(Dataset records about where objects are located)
BEGIN

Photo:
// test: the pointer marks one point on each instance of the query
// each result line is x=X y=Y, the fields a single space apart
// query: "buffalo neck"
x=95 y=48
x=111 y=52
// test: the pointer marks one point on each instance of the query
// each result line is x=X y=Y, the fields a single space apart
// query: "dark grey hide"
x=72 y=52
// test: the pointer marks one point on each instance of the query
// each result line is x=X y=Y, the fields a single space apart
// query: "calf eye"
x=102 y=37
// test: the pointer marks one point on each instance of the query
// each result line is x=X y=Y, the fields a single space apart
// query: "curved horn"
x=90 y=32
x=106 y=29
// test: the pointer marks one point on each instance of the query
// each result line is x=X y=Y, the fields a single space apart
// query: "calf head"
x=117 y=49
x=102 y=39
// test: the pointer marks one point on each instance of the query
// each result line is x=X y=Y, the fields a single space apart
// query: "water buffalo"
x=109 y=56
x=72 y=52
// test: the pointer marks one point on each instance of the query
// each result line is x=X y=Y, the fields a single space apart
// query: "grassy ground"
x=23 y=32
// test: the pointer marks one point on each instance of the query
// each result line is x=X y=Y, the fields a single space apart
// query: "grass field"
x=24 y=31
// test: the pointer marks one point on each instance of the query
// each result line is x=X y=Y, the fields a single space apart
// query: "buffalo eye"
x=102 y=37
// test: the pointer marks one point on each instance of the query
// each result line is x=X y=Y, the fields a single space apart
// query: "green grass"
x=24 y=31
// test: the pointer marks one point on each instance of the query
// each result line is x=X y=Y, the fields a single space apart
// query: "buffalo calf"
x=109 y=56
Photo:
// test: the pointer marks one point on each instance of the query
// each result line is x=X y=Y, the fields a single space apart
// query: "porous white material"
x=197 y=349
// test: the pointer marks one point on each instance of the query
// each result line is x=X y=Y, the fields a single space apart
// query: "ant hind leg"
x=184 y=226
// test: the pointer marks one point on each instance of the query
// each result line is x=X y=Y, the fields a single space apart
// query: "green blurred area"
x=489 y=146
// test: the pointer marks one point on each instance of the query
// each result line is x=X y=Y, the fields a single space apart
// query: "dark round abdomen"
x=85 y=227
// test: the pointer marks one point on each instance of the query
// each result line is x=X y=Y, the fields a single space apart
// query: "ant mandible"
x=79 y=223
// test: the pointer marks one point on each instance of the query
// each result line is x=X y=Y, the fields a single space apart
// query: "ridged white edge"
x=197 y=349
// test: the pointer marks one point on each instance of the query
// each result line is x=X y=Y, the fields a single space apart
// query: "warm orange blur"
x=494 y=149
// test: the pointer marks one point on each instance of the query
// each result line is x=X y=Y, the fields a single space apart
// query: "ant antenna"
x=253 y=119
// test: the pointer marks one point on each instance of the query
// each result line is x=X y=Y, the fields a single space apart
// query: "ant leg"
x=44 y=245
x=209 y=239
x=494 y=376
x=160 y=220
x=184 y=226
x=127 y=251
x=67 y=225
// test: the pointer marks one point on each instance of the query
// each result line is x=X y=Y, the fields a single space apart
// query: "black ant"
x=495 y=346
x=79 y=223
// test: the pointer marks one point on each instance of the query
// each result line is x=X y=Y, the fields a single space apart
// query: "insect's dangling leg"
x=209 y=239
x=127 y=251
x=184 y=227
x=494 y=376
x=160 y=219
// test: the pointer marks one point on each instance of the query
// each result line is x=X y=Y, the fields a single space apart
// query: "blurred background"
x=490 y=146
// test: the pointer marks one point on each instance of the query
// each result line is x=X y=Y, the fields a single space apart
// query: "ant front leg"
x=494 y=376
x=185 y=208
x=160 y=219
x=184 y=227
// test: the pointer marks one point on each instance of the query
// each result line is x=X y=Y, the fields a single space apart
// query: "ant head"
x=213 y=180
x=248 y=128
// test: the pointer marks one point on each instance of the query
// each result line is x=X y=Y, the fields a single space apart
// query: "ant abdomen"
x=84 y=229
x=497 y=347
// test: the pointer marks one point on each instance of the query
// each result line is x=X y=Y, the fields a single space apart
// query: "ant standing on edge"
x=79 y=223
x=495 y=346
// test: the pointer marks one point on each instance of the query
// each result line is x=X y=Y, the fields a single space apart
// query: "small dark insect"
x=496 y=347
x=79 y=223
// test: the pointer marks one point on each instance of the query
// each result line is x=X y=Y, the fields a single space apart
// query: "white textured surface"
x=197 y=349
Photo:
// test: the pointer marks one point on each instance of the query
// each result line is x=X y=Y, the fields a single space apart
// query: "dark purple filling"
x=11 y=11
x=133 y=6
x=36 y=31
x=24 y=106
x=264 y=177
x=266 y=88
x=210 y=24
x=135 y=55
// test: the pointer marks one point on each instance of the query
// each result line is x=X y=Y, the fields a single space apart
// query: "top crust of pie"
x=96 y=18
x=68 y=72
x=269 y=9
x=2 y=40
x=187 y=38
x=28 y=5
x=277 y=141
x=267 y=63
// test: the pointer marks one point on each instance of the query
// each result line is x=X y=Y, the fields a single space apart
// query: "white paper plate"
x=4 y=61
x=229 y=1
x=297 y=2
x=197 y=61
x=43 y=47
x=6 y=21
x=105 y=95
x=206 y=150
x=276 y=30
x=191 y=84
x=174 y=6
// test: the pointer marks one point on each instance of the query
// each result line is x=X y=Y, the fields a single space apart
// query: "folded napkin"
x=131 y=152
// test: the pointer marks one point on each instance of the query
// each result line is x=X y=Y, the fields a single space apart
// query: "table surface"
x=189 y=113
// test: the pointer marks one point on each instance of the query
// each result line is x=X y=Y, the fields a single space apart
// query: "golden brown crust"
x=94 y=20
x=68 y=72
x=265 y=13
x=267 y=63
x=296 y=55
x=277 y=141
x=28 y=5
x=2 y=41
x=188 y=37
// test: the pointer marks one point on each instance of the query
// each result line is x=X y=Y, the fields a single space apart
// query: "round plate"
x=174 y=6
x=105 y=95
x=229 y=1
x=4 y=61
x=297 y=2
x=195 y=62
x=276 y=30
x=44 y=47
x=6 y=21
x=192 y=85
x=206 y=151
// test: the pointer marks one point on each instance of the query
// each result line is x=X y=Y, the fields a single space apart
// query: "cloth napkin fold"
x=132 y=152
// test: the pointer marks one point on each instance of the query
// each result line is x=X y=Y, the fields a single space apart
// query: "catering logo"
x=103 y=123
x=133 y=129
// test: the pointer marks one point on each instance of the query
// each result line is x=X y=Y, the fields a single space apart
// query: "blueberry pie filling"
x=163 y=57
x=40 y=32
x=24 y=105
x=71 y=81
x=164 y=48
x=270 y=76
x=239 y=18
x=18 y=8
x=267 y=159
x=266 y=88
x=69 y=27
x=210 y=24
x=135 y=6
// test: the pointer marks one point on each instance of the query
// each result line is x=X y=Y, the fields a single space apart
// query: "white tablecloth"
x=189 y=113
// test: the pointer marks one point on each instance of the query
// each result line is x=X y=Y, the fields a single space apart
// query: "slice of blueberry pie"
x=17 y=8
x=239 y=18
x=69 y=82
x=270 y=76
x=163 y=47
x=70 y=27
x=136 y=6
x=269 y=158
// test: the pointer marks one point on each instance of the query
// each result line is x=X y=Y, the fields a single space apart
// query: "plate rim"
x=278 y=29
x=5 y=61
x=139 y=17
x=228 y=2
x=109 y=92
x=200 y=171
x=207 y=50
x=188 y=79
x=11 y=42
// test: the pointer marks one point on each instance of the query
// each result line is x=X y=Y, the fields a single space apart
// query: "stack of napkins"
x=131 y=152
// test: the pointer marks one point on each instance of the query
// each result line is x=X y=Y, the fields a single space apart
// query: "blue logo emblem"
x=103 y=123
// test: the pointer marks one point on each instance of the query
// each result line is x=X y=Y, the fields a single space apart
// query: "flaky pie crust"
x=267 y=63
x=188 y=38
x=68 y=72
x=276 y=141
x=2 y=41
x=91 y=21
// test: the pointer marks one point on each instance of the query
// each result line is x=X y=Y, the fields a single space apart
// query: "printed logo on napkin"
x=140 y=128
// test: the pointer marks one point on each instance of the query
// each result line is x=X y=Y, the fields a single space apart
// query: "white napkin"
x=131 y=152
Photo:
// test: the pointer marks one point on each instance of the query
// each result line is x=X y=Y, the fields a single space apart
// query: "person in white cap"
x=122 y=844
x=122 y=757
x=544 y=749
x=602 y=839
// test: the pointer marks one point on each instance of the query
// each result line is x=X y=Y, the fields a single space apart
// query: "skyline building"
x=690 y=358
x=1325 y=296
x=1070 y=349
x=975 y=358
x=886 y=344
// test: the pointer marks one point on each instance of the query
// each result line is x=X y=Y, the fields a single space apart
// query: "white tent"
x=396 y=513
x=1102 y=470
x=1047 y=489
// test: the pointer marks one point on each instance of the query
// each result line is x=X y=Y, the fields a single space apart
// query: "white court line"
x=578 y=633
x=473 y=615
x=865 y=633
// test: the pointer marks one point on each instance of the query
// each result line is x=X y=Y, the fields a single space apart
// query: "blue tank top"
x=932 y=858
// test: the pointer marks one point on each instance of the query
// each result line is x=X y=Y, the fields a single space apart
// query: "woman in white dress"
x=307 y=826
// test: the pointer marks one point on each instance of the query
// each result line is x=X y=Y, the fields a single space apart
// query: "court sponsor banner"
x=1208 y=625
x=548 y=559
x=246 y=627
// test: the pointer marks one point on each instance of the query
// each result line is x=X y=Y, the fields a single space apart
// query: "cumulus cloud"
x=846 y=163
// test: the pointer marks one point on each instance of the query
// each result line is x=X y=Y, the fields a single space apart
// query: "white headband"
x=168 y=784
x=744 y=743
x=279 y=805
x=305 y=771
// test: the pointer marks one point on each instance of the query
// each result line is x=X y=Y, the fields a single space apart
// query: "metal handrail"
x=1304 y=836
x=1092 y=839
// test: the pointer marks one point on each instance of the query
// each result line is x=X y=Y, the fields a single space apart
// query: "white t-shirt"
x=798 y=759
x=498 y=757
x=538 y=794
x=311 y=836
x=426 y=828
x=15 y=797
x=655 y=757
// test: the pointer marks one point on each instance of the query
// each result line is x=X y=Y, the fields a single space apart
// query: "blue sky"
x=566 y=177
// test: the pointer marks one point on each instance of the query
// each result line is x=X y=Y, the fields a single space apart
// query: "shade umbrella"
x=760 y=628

END

Aim of the task → Gather every line of the data above that contains the string "abdomen", treating uppercase and lowercase as different.

Result of this exercise →
// query: "dark round abdomen"
// query: "ant abdomen"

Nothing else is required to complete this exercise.